- _Short problem_
Copy every one of the items below word for word, line by line, leaving nothing out.

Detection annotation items

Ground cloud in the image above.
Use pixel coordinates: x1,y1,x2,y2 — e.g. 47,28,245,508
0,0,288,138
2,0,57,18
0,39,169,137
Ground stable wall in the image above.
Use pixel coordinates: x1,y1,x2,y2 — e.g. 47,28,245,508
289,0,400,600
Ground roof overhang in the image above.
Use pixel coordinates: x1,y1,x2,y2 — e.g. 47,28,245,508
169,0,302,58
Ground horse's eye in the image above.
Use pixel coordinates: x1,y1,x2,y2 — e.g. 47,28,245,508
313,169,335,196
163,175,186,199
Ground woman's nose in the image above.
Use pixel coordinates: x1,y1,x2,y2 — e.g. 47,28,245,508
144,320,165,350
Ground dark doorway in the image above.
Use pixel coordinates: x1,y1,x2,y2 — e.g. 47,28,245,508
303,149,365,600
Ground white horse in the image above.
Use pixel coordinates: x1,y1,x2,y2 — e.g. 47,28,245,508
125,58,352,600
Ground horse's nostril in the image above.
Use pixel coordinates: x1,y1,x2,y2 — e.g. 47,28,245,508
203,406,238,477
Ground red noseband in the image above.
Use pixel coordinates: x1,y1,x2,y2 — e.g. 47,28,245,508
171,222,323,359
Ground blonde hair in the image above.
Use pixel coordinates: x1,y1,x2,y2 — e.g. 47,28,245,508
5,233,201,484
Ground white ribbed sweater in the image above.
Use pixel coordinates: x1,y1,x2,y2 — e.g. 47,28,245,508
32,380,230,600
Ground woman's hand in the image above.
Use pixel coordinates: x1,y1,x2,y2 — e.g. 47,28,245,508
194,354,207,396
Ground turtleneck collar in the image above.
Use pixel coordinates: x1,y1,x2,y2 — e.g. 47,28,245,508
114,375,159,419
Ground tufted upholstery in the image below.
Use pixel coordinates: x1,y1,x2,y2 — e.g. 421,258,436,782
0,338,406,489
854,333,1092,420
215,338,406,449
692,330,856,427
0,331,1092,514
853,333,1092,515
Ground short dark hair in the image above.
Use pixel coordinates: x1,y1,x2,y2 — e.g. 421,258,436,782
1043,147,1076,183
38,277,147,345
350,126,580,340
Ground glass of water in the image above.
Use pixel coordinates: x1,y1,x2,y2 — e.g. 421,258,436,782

- _Solution to the problem_
Ground cloud in the image above.
Use pixel coordinates: x1,y1,x2,y2 — e.g. 47,28,245,508
0,0,288,138
2,0,57,18
0,39,169,137
Ground stable wall in the image above.
Use pixel coordinates: x1,y1,x2,y2 — e.g. 47,28,245,508
289,0,400,600
Ground roof overhang in the image above.
Use pixel coordinates: x1,y1,x2,y2 — e.g. 47,28,245,508
169,0,302,58
Ground horse's eye in the image above.
Use pixel coordinates: x1,y1,x2,y2 — e.g. 47,28,245,508
313,169,335,196
163,175,186,199
Ground woman's nose in the image above.
Use pixel coordinates: x1,y1,x2,y2 — e.g. 47,28,245,508
144,320,165,350
Ground dark doorway in the image above.
Use pixel coordinates: x1,y1,x2,y2 — e.g. 47,28,245,508
303,149,365,600
Ground white horse in the image above.
Use pixel coordinates: x1,y1,x2,y2 — e.g. 47,28,245,508
125,58,352,600
Ground horse's nostril in the image above.
Use pixel coordinates: x1,y1,x2,y2 — e.g. 47,28,245,508
203,406,238,477
Ground red noseband in the image above.
Use pixel coordinates: x1,y1,x2,y2 — e.g. 47,28,245,508
171,222,323,359
Ground blonde hair in the image above.
Use pixel coordinates: x1,y1,x2,y2 — e.g. 47,28,245,508
5,233,201,484
Ground white ribbed sweater in the image above.
Use pixel coordinates: x1,y1,x2,y2 — e.g. 47,28,245,508
32,380,230,600
Ground woman's hand in the image above.
Use pixel coordinates: x1,y1,x2,y2 — e.g. 47,28,245,508
194,354,207,396
Ground turtleneck collar in the image above.
Use pixel coordinates: x1,y1,x2,y2 — e.g. 47,28,245,508
114,375,159,419
Ground tufted upholstery in the image below.
Use pixel coordinates: x1,y1,x2,y2 — e.g. 421,258,436,782
0,338,406,489
854,333,1092,420
215,338,406,449
692,330,856,427
0,331,1092,514
853,333,1092,515
Ground short dark hair in the image above.
Use pixel coordinates: x1,y1,x2,y2 — e.g. 421,258,436,782
1043,147,1076,183
38,277,147,345
350,126,580,340
Ground glass of water in the image above.
Use pixel coordinates: x1,y1,x2,y2 — e.g. 421,258,436,782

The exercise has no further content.